Could you print exactly the lines of the listing below, starting at the line that has "Form: x=352 y=180" and ending at the line that has "Form: x=138 y=112", and only those lines?

....

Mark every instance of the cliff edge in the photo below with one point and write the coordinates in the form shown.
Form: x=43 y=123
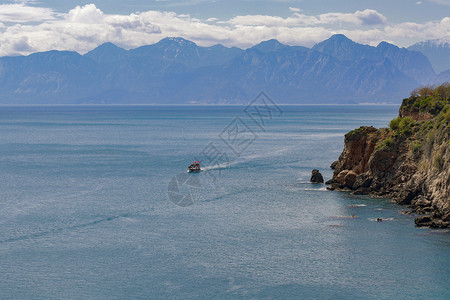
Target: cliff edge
x=409 y=162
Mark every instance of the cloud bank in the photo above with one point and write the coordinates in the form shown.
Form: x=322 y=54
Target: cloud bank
x=26 y=28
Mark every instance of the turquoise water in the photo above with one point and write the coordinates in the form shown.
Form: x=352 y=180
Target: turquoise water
x=85 y=210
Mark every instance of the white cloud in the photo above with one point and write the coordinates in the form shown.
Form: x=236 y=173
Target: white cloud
x=84 y=27
x=366 y=17
x=441 y=2
x=22 y=13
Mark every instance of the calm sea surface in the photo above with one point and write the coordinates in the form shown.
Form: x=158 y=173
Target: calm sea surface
x=88 y=208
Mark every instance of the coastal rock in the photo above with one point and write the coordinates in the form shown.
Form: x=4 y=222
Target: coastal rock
x=316 y=177
x=408 y=162
x=334 y=164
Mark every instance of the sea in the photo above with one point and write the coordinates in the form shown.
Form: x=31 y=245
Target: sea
x=96 y=203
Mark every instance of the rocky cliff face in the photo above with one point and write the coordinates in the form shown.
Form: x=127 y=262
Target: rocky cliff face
x=408 y=162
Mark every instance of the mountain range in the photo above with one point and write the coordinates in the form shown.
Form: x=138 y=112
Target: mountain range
x=437 y=51
x=177 y=71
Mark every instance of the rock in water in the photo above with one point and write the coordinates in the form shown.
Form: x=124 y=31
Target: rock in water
x=316 y=177
x=409 y=162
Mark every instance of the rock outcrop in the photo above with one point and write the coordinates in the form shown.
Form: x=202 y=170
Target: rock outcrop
x=408 y=162
x=316 y=177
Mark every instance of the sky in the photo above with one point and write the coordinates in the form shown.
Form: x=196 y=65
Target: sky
x=28 y=26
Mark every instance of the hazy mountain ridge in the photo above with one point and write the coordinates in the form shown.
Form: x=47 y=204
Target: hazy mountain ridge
x=176 y=70
x=437 y=51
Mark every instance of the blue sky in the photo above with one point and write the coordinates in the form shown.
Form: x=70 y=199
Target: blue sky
x=38 y=25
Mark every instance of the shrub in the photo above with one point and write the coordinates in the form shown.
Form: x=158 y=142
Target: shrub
x=447 y=116
x=438 y=162
x=415 y=147
x=394 y=124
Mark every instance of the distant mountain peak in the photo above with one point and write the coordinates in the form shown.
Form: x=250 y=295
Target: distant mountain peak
x=269 y=46
x=339 y=38
x=385 y=45
x=177 y=40
x=435 y=43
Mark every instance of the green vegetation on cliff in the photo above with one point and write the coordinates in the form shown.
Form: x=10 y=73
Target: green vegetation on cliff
x=408 y=162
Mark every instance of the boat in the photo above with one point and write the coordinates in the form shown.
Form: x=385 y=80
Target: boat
x=195 y=167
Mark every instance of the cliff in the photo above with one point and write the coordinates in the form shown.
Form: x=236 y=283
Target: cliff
x=409 y=162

....

Task solution:
Form: x=352 y=180
Target: turquoise water
x=85 y=210
Mark every instance of the white cloud in the photo above with one point and write the coordinates in the form shown.
Form: x=236 y=173
Target: white cloud
x=84 y=27
x=366 y=17
x=441 y=2
x=22 y=13
Mark every instance of the calm sea surface in the photo above with one point and write the coordinates in the form shown.
Form: x=158 y=173
Target: calm sea surface
x=88 y=208
Mark every instance of the coastal rock in the photo above with one point and write the coordinates in the form shown.
Form: x=4 y=222
Target: coastal rock
x=316 y=177
x=408 y=162
x=334 y=164
Mark every instance of the sea in the photo above with one point and write the coordinates in the form shown.
Form: x=31 y=245
Target: sea
x=96 y=203
Mark every instance of the rocky cliff face in the photo above with one point and write the coordinates in the form shown.
Form: x=127 y=262
Target: rocky cliff face
x=408 y=162
Mark every instance of the mountain range in the photo above with one point and write the coordinates in the form shown.
Form: x=138 y=112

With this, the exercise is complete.